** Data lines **
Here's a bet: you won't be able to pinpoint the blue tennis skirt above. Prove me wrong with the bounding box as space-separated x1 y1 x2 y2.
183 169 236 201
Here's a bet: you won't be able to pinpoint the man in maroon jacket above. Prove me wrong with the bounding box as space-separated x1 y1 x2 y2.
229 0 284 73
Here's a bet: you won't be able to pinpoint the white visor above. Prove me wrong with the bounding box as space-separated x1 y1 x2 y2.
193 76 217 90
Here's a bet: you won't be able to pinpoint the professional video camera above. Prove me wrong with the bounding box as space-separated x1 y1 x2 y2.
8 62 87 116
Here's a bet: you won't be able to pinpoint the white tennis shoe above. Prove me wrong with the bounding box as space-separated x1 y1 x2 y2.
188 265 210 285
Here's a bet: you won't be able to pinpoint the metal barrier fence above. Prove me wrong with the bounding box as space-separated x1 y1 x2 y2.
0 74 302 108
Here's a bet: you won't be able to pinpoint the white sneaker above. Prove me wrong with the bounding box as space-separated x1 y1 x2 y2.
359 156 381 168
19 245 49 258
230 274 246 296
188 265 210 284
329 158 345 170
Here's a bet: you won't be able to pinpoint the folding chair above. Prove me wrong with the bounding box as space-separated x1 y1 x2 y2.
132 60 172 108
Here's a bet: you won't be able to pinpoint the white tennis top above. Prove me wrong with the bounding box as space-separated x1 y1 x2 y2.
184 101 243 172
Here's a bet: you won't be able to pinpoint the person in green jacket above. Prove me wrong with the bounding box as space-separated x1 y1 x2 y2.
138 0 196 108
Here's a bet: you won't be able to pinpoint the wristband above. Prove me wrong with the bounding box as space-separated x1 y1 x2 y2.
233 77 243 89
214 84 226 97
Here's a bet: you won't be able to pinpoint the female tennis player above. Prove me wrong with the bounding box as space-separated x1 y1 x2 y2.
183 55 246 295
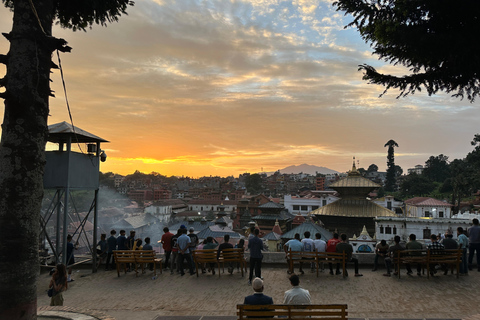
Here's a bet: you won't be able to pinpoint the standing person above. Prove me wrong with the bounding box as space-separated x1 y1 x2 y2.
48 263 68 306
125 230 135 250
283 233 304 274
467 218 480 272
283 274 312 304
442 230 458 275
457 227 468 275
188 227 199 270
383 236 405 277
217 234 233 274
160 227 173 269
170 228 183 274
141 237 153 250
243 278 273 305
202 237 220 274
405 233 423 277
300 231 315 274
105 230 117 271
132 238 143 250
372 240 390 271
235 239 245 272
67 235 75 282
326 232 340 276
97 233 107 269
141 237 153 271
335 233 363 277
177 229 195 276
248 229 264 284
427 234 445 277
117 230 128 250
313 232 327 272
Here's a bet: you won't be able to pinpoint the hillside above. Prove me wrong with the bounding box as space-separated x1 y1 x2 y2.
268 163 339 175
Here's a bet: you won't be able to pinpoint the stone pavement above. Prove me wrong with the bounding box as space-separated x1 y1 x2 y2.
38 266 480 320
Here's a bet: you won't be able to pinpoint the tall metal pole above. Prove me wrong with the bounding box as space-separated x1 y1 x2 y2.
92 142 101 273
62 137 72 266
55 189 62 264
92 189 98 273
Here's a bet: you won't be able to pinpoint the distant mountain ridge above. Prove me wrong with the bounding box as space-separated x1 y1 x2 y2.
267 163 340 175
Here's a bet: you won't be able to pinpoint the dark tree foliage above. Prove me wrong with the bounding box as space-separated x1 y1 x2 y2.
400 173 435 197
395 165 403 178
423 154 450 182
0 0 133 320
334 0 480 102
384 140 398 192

** Task brief **
Copy every item above word for word, leaving out the pictures.

** Solution to this exercise **
Here's a bet: you won't be able to pinpoint the blue tennis skirt above. Prove me wrong with the bounding box as space-separated x1 y1 x2 y2.
183 169 236 201
Here's a bet: you won't be able to pinpoint the man in maroon jacket above. Prove me wrong with the bounding box as space-separated x1 y1 x2 y2.
229 0 284 73
Here's a bet: you won't be able to pinpoint the white visor above. Prove me wrong with the bounding box as space-separated x1 y1 x2 y2.
193 76 217 90
Here's a bet: you won't be able to pinpoint the professional video camera above. Prove me wrong with the bounding box as space-separated x1 y1 x2 y2.
8 62 87 116
Here's a bet: you won't be able to pinpoint the white tennis shoe above. Prove me wrong with the bounding box as space-separated x1 y1 x2 y2.
188 265 210 285
Here's a bet: you won't be able to pinpoint the metal barrier fence above. Prove me wrong with the bounding box as space-separated x1 y1 x2 y2.
0 74 302 108
Here's a bet: you won't be able to pinpoint the white sneaker above. Prove me wrong with the bounding box as space-separated x1 y1 x2 y2.
359 156 381 168
19 245 49 258
230 274 246 296
188 265 210 284
329 158 345 170
Here's a bet: you won't be able to pinpoint the folding chair above. Prove me wrong with the bounding box as space-separated x1 y1 x2 y2.
132 60 172 108
Here's a bet: you won't be able to pinpoint the white tennis top above. Prove me wrong with the bounding box as space-separated x1 y1 x2 y2.
184 101 243 172
Here's a bet: you won't be able to pinpoint the person in green jacket above. Prove me wrong with the bounding box as space-separated x1 y1 x2 y2.
138 0 196 108
Here's a bet: you won't be able to pinpoint the wristband above. Prove me wrong with the bounding box as space-separated x1 y1 x2 y2.
233 77 243 89
214 84 226 97
Here's a bet: you won't be able to pinpoint the female tennis player above. Prove me wrong with the bounding box as space-separated x1 y1 x2 y2.
183 55 246 295
Here's a bet: you won't be able to pinpoint the standing person above. Prove me wrong with the bounding box as space-separated x1 y1 x2 y2.
48 263 68 306
125 230 135 250
283 233 304 274
467 218 480 272
283 274 312 304
442 230 458 275
457 227 468 275
188 227 199 270
383 236 405 277
217 234 233 274
160 227 173 269
170 228 183 274
141 237 153 250
243 278 273 305
202 237 220 274
405 233 423 277
300 231 315 274
105 230 117 271
132 238 143 250
372 240 390 271
235 239 245 272
67 235 75 282
326 232 340 276
97 233 107 269
141 237 153 271
335 233 363 277
177 229 195 276
248 229 264 284
427 234 445 277
117 230 128 250
313 232 327 272
Here's a bet: you won't be able to pinpoint the hillside above. Prove me wrong with the bounding box as space-separated x1 y1 x2 y2.
268 163 339 175
Here's a bet: you won't be able to pinpoint the stone pavement above. Prove me wrong with the bounding box as space-separated x1 y1 x2 y2.
38 266 480 320
Here's a bet: you won't be able to pinpoint the tall metal pole above. Prove me wrong with the bounding box as space-separated x1 y1 x2 y2.
92 142 101 273
62 137 72 266
55 189 62 264
92 189 98 273
Here's a bet: you won't be able to pinpoint the distant mountain ridge above. Prove me wrong with the bounding box as space-separated x1 y1 x2 y2.
267 163 340 175
Here's a bet: you won't be able to pinpoint the dark tree foliage above. Prove me wrong with the bounding box as space-separated x1 y1 x2 y2.
400 173 435 197
395 165 403 178
423 154 450 182
0 0 133 320
334 0 480 102
384 140 398 192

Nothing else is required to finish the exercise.